# What to do
1. Transcribe the passage of the stretching Q&A between "The misconception here" and "myofascial trigger point.", inclusive.
2. In the stretching Q&A, what other term is given for a muscle knot?
Top of Source document
Ask Trainer Jake: Why stretch
Q: I don’t stretch and I was told I should start. I’ve never had to stretch so why should I start?
The misconception here is the idea that everyone needs to stretch. Is stretching good? Yes. Do most people need to stretch? I would say yes. Most of the pain that comes with daily habits of repetitive movement are fixed with stretching! So how much stretching needs to be done? Sometimes a lot. Sometimes a little. The more exercise you do, the more likely you are going to need to stretch.
Think about what happens when you work a muscle. You tear it a little, you make it tight, and if you leave it un-stretched, there is a chance that the muscle shortens indefinitely and/or you get a muscle knot. Those of you who have had a knot in your back know how painful that can be. The knot is just a really tight muscle that needs to be stretched out and is also referred to as a myofascial trigger point.
Bottom of Source document
Top of Dataset extract
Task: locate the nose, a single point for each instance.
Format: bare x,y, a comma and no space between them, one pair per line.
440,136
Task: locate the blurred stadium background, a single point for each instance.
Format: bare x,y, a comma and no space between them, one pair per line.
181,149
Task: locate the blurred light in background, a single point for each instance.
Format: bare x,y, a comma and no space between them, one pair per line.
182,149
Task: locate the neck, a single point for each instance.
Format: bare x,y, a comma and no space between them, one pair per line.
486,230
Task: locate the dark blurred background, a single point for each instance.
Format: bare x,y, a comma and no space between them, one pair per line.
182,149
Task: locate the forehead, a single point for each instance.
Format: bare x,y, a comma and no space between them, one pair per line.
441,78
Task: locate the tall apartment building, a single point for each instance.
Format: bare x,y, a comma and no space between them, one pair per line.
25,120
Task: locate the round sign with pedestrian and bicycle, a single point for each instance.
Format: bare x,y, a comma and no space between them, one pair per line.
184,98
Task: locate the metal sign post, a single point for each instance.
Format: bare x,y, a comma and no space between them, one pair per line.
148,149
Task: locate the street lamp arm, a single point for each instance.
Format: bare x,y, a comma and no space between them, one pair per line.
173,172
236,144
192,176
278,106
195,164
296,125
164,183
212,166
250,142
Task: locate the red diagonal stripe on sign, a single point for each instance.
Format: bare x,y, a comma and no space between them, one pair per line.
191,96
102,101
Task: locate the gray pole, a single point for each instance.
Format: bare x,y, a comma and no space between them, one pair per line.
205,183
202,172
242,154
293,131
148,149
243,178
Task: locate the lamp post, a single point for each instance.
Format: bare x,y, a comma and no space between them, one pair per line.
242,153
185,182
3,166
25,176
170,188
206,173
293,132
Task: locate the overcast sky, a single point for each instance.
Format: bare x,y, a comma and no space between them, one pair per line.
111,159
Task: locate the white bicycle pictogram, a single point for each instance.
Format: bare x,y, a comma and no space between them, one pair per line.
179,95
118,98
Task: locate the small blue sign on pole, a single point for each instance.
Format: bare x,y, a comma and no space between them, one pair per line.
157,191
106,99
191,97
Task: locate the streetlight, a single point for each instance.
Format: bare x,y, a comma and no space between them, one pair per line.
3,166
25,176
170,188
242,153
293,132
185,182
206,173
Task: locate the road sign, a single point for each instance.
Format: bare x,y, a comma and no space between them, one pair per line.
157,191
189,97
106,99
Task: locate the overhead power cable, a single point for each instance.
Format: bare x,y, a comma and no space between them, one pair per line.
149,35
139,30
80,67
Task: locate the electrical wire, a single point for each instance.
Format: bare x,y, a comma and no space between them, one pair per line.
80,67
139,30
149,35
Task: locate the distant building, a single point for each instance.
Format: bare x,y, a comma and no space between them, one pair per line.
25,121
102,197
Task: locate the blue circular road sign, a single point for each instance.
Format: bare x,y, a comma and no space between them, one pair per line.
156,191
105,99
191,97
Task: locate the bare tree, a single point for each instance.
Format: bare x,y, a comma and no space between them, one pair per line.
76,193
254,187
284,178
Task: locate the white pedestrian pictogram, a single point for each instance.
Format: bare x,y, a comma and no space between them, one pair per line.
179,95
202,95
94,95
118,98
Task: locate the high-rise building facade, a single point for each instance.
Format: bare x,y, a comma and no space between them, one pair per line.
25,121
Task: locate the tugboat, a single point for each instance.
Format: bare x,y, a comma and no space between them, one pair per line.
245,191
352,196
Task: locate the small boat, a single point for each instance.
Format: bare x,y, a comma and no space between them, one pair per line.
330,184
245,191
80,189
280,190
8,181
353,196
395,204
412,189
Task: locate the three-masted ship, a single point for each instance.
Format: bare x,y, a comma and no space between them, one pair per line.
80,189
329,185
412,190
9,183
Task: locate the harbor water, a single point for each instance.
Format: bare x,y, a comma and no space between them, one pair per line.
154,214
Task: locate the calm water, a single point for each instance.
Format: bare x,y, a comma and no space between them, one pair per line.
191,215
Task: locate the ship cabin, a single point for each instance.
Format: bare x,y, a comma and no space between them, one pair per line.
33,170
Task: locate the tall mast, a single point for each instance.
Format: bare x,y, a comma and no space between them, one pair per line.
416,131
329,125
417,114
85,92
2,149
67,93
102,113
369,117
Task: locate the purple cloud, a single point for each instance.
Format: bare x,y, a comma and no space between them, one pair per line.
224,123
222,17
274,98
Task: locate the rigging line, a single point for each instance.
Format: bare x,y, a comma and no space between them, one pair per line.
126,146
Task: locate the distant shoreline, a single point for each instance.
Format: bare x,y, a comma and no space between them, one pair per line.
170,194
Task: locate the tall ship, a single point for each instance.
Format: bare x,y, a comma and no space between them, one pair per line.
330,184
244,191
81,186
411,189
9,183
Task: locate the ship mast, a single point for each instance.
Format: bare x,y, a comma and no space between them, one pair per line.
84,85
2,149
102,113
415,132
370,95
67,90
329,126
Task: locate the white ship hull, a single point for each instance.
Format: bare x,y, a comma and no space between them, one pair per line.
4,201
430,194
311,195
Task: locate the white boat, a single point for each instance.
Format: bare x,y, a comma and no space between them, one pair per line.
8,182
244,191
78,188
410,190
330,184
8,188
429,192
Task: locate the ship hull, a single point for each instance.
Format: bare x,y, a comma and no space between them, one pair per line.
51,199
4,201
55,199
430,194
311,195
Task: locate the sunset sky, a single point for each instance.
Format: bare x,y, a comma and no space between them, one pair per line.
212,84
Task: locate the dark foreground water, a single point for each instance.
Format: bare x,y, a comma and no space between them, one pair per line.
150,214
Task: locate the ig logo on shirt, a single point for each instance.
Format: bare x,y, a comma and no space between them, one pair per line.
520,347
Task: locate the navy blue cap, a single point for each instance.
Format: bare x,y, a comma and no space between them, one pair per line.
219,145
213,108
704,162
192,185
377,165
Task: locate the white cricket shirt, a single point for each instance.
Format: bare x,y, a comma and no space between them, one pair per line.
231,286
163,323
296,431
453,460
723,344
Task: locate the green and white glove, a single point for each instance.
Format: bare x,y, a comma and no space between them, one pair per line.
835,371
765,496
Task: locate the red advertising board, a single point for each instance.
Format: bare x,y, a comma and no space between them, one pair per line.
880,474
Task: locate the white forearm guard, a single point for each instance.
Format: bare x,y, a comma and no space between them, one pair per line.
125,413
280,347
Bottom of Dataset extract
# Solution list
1.
The misconception here is the idea that everyone needs to stretch. Is stretching good? Yes. Do most people need to stretch? I would say yes. Most of the pain that comes with daily habits of repetitive movement are fixed with stretching! So how much stretching needs to be done? Sometimes a lot. Sometimes a little. The more exercise you do, the more likely you are going to need to stretch.
Think about what happens when you work a muscle. You tear it a little, you make it tight, and if you leave it un-stretched, there is a chance that the muscle shortens indefinitely and/or you get a muscle knot. Those of you who have had a knot in your back know how painful that can be. The knot is just a really tight muscle that needs to be stretched out and is also referred to as a myofascial trigger point.

2. A myofascial trigger point.